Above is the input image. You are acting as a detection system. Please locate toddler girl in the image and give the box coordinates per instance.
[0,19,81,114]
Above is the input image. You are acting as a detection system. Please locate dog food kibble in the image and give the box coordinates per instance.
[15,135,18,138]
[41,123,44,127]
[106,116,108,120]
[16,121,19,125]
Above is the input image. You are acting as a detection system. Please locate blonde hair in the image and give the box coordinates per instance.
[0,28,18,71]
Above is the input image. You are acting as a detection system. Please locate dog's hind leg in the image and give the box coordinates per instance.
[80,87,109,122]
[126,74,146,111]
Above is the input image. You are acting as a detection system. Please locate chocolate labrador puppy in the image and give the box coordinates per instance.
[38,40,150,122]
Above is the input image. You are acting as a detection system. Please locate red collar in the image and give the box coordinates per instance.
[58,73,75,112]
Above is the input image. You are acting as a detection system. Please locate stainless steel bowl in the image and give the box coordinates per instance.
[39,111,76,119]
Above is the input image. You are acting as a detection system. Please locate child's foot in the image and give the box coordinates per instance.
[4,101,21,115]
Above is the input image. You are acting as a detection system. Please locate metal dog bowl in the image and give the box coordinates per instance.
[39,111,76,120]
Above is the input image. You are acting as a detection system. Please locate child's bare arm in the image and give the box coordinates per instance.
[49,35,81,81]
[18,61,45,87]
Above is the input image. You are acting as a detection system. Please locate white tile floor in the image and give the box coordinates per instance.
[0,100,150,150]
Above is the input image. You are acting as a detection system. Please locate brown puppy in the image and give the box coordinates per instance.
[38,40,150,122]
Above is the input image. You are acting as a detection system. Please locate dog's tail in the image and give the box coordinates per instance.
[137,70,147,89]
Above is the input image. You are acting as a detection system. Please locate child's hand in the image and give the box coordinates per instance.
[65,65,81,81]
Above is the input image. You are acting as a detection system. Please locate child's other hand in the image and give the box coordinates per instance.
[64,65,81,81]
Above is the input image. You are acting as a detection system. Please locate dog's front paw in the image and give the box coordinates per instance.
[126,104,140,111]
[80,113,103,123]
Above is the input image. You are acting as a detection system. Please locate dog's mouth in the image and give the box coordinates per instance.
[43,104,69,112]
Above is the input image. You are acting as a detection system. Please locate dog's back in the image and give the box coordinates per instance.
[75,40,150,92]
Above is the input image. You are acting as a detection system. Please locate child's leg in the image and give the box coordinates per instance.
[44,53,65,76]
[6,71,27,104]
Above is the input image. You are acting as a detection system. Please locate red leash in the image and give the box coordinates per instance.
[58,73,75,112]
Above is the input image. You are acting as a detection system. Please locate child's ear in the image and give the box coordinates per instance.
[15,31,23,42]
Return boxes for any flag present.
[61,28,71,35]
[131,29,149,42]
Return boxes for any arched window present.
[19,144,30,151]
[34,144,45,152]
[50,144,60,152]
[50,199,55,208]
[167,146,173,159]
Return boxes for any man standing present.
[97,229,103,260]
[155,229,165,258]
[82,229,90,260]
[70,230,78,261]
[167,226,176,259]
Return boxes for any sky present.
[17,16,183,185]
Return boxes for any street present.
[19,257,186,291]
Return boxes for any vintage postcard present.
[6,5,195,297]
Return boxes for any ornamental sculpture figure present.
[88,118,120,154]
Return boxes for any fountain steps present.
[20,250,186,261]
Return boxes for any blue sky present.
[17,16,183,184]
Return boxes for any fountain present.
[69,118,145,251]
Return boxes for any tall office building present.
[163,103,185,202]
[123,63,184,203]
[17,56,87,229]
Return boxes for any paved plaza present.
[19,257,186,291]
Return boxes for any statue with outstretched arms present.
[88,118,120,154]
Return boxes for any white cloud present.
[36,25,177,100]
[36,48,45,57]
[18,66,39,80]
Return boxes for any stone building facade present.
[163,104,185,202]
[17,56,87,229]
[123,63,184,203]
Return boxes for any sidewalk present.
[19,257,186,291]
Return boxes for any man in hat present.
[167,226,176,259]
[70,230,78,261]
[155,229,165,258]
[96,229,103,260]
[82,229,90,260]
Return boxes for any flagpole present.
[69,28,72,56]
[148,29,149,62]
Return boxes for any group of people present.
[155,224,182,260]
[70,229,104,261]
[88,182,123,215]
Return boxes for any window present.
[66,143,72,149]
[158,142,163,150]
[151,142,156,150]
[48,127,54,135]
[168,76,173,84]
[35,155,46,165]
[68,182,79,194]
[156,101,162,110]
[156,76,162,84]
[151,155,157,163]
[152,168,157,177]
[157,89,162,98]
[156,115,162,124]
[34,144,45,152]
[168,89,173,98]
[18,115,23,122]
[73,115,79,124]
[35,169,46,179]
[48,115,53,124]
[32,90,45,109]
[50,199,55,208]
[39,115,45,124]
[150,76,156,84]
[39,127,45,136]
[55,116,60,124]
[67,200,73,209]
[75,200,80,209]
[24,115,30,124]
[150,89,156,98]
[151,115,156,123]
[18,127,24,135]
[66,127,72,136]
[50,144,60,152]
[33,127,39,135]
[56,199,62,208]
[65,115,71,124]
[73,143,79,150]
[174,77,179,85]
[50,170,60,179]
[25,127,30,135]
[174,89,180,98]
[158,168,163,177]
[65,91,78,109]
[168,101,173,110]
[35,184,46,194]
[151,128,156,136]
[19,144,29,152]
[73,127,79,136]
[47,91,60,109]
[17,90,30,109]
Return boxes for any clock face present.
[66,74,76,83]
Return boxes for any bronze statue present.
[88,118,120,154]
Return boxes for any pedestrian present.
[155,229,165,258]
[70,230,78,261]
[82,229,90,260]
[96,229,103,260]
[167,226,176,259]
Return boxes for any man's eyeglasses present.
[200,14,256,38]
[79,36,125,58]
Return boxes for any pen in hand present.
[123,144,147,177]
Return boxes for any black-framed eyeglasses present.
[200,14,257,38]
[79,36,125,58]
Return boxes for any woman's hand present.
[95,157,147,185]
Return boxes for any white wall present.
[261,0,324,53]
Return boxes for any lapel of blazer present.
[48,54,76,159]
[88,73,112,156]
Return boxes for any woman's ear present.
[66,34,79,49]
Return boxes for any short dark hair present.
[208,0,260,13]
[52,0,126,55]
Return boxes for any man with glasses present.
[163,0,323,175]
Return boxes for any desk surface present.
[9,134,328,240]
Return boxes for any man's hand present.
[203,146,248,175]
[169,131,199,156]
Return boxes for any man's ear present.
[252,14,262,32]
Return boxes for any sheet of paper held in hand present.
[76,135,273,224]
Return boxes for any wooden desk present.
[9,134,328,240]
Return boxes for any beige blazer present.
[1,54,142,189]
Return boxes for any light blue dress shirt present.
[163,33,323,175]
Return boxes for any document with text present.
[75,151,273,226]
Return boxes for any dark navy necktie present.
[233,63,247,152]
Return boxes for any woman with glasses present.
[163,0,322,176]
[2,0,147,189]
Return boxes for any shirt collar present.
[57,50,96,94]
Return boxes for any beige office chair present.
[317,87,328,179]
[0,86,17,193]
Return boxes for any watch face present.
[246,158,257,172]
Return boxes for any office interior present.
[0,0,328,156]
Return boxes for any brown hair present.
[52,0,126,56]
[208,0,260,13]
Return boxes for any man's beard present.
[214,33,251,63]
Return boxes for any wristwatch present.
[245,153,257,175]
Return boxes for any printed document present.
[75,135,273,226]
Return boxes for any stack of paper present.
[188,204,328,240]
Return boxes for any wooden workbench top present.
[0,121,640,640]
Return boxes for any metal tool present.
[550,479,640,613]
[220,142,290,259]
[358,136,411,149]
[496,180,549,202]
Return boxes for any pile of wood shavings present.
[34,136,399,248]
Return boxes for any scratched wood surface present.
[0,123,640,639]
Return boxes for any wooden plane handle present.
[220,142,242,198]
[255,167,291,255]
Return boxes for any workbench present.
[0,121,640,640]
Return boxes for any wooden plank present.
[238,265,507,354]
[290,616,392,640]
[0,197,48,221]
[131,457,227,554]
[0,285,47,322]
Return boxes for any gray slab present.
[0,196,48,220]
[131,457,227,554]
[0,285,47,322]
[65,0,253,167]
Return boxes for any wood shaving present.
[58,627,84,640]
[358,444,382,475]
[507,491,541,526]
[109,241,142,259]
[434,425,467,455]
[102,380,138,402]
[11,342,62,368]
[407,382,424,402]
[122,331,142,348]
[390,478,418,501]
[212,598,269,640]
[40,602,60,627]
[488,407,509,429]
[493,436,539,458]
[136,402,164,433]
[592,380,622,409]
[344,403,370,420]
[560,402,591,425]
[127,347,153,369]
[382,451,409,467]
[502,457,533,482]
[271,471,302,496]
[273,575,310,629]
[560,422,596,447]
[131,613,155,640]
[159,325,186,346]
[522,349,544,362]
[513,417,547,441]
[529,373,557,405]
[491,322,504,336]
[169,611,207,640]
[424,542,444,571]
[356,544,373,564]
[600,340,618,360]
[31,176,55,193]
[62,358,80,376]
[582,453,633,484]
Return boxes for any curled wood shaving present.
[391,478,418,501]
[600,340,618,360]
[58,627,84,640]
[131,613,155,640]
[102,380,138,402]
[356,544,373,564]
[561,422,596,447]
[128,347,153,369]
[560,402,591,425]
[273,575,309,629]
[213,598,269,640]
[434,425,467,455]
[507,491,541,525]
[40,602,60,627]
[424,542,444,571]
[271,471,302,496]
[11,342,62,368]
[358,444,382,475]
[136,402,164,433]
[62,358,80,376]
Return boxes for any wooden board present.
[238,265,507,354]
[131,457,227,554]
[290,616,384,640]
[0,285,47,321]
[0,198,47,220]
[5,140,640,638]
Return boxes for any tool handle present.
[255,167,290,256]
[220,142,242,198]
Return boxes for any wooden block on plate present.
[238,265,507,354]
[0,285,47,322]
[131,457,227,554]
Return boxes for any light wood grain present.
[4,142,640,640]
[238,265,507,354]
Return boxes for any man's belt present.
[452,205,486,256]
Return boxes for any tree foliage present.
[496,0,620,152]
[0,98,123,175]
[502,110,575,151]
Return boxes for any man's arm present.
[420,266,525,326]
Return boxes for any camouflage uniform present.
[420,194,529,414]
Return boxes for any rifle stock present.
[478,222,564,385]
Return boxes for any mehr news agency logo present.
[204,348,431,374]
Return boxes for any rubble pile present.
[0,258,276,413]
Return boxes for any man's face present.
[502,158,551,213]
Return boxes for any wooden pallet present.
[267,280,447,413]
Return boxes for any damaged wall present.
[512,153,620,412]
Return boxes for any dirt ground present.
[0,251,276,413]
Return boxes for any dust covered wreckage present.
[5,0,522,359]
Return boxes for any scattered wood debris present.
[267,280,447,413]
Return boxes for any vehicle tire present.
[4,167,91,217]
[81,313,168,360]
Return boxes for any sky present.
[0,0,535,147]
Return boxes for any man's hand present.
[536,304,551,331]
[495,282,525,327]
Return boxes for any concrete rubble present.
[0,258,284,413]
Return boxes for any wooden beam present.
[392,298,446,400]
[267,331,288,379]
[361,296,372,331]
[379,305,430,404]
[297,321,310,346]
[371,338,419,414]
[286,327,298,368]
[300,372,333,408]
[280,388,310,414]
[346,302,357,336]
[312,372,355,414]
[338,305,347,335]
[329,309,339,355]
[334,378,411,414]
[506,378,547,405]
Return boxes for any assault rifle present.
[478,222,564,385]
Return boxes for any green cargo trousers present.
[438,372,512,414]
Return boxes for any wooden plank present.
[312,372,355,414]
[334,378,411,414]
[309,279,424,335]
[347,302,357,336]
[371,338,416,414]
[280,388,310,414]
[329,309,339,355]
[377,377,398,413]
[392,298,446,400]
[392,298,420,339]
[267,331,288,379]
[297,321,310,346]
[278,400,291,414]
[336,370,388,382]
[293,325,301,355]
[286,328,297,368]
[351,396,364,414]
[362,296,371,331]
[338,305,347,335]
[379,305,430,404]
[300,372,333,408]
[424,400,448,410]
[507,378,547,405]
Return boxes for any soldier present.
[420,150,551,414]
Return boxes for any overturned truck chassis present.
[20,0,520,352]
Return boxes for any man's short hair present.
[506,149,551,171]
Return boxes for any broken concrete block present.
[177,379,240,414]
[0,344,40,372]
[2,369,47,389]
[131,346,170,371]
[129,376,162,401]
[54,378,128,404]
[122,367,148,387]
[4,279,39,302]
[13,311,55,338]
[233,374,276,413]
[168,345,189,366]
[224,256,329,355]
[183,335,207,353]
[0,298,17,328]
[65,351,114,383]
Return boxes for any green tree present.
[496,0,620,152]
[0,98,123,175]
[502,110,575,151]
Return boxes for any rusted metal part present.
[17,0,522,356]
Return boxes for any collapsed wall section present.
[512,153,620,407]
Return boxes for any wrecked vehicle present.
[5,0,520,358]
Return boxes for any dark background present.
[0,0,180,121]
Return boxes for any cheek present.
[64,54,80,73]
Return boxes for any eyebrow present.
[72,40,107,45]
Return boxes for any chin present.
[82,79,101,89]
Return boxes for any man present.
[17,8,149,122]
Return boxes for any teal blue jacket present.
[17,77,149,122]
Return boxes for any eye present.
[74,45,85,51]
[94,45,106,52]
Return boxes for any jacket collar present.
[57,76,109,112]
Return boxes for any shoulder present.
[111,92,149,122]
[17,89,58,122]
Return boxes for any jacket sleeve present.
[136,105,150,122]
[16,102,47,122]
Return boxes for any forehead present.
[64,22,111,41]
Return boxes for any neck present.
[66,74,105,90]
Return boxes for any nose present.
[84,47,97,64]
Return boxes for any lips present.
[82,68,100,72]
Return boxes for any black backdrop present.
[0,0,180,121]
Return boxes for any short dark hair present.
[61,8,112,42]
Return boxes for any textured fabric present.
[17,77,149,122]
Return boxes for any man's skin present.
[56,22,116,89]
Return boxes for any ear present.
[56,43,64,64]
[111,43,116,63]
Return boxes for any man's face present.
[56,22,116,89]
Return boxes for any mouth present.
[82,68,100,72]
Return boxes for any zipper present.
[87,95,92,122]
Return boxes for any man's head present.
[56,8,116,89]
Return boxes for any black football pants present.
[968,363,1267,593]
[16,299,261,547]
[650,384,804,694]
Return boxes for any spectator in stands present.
---+---
— Instructions for the task —
Turn everything from the line containing "Return boxes for any textured fabric present." down to the end of the data into a Markdown table with the columns Row and Line, numbering each row and leaving out blank lines.

— In response —
| Row | Line |
|---|---|
| 1 | Return boxes for any textured fabric present. |
| 2 | [17,77,149,122] |
| 3 | Return boxes for any man's skin present. |
| 4 | [56,22,116,89] |
| 5 | Return boxes for any ear present. |
| 6 | [56,43,64,64] |
| 7 | [111,43,116,63] |
| 8 | Return boxes for any man's face present. |
| 9 | [56,22,116,89] |
| 10 | Return boxes for any mouth present. |
| 11 | [82,68,100,72] |
| 12 | Return boxes for any zipper present. |
| 13 | [87,95,92,122] |
| 14 | Return boxes for any man's head present. |
| 15 | [56,8,116,89] |
| 16 | Return boxes for any black football pants present. |
| 17 | [968,363,1267,593] |
| 18 | [16,299,261,547] |
| 19 | [650,384,804,694] |
| 20 | Return boxes for any spectator in stands present. |